Aim of the exercise.
Set the records down again. Match every line exactly.

Items from a data source
------------------------------------------------
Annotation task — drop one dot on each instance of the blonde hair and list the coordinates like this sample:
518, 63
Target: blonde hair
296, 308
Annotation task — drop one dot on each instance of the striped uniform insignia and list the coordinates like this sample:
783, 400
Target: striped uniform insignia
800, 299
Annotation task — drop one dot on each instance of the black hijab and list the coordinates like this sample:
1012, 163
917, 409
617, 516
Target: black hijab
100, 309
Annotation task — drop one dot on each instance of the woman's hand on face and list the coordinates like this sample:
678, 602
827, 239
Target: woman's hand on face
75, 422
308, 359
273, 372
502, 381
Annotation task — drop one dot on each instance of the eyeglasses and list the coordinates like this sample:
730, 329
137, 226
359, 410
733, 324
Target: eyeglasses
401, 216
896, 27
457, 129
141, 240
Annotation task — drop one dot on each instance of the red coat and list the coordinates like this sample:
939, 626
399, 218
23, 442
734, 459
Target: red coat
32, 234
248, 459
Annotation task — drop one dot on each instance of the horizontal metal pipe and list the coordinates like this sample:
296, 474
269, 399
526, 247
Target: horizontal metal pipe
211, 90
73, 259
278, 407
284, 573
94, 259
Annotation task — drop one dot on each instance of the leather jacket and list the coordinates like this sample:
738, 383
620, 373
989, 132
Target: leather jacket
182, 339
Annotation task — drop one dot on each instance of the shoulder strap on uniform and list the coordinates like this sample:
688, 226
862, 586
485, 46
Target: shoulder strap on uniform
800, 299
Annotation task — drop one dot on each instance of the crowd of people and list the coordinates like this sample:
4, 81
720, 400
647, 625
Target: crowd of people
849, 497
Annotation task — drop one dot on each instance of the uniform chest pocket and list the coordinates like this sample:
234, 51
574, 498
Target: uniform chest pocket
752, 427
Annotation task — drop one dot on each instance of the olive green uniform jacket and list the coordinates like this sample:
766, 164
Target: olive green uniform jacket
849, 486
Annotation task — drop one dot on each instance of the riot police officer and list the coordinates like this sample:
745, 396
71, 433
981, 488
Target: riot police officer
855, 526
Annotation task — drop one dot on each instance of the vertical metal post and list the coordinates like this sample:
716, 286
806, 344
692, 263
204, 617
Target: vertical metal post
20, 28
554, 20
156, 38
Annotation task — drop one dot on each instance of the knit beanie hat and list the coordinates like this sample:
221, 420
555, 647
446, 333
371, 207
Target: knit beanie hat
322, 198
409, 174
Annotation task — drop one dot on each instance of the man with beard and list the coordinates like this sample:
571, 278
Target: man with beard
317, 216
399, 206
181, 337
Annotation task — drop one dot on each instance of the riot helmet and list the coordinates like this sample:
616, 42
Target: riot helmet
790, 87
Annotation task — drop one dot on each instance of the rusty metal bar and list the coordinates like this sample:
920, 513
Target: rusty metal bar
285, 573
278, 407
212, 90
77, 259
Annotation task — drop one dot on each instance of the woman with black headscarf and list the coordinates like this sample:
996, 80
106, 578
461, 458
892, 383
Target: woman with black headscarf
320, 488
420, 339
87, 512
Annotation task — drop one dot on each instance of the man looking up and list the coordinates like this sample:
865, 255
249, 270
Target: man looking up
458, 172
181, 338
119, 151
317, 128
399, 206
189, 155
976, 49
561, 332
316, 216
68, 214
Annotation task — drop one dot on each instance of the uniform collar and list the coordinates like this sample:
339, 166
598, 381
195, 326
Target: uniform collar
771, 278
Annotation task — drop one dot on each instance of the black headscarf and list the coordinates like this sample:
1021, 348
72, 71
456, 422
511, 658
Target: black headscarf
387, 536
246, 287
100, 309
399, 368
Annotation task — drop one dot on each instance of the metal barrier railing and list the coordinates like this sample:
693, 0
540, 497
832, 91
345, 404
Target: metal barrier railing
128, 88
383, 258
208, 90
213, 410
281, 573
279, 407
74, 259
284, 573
------------------------------------------------
Result of this exercise.
Annotation task — drop one dot on each instance of the blonde hair and list the coordinates like this sample:
518, 63
Target: blonde hair
296, 308
Annotation task — drop one dot on each instance of the striped uniform insignia and list the coordinates like this sample:
783, 400
Target: striped uniform insignia
800, 299
Annotation task — drop one dot on each instance of the black hijab and list the coordinates like this sample:
1012, 163
917, 409
617, 516
Target: black hijab
100, 309
Annotation task — drop one dot on each instance of the woman's hand on face and list the coordinates like this sample:
678, 602
827, 239
Target: woman's hand on face
75, 422
308, 359
273, 372
502, 381
Annotation task — drop one dot on each instance of the eyeglasses and list the coordinates like this sample:
730, 329
137, 226
359, 410
733, 324
Target: eyeglasses
401, 216
896, 27
457, 129
141, 240
Annotation task — drop one dot on each instance of the red coat and list the coordinates like this sample:
939, 626
399, 218
23, 442
734, 459
Target: red coat
32, 234
248, 459
Annotation task — drop one dot on each instance of the horizontal metal pipe and list the coordinates like this sample:
296, 474
269, 399
526, 247
Target: horizontal metal pipe
211, 90
73, 259
278, 407
284, 573
94, 259
Annotation task — drop one dot on each instance of the leather jacket and list the coordinates like this sample:
738, 383
620, 373
989, 132
Target: leather jacket
182, 339
Annotation task — drop one dot on each instance of the shoulder strap on uniform and list the coordinates like this sample:
688, 226
862, 586
485, 46
Target: shoulder strap on uniform
800, 299
Annotation task — drop one dot on each instance of the crowd of people and list the coordinates like this sample:
4, 81
720, 400
647, 625
Target: crowd of people
849, 497
Annotation task — drop one dot on each instance of the uniform chest pocket and list the coordinates like this sample:
234, 51
574, 498
Target: uniform chest pocket
752, 427
Annotation task — drop one dot on each instance of the olive green uniform jacket and list the coordinates like this sample:
766, 164
Target: olive green uniform jacket
849, 486
Annotation task — drop one dot on each instance of the riot police officer and list the coordinates like this sample:
745, 396
71, 433
981, 488
Target: riot police officer
855, 526
Annotation task — drop one dot on each instance of the vertical metal post and list the coordinates like this sample:
716, 286
806, 344
692, 263
204, 617
Target: vertical metal post
20, 28
554, 20
156, 38
Annotation task — drop one dot on each instance of the knit beanie hat and list the coordinates like this sample:
221, 420
555, 647
446, 333
371, 207
Target: knit beanie hat
322, 198
409, 174
Annotation task — drop one dot on each instance of the man with beard and list the coordinates like this sample:
571, 278
Target: man with beard
317, 216
399, 206
181, 337
Annotation task — drop one dot on each instance of the riot helmet and list the coordinates like this sample:
616, 42
Target: riot helmet
790, 87
Annotation task — drop one dot on each instance of the rusty metal bar and list the coordinates like this sample:
920, 513
Target: rusty metal bar
285, 573
278, 407
212, 90
77, 259
Annotation task — drop one dot on each instance of the woman with black headscarf and list the coordinates like this sample:
996, 80
106, 578
461, 458
892, 383
Target: woman with black headscarf
320, 488
420, 339
87, 512
Annotation task — drop one dot on each instance of the man looking up and list the coordinates like this sample:
865, 255
249, 270
Target: man looking up
458, 172
181, 338
119, 151
317, 128
399, 206
189, 155
976, 49
561, 332
316, 216
68, 214
Annotation task — drop one dot on each instance of the uniform collar and list the coordinates like this sample:
339, 166
598, 381
195, 326
Target: uniform collar
771, 278
Annotation task — drop one dot on each instance of the black headscarf and list the coordinates like this sample:
1021, 348
72, 71
456, 422
511, 658
Target: black headscarf
387, 536
246, 287
100, 309
399, 368
Annotation task — drop one dot on each instance of the metal barrier railing and list the coordinates like this sample:
693, 0
540, 497
832, 91
345, 404
Target: metal barrier railing
128, 88
383, 258
208, 90
213, 410
281, 573
279, 407
74, 259
284, 573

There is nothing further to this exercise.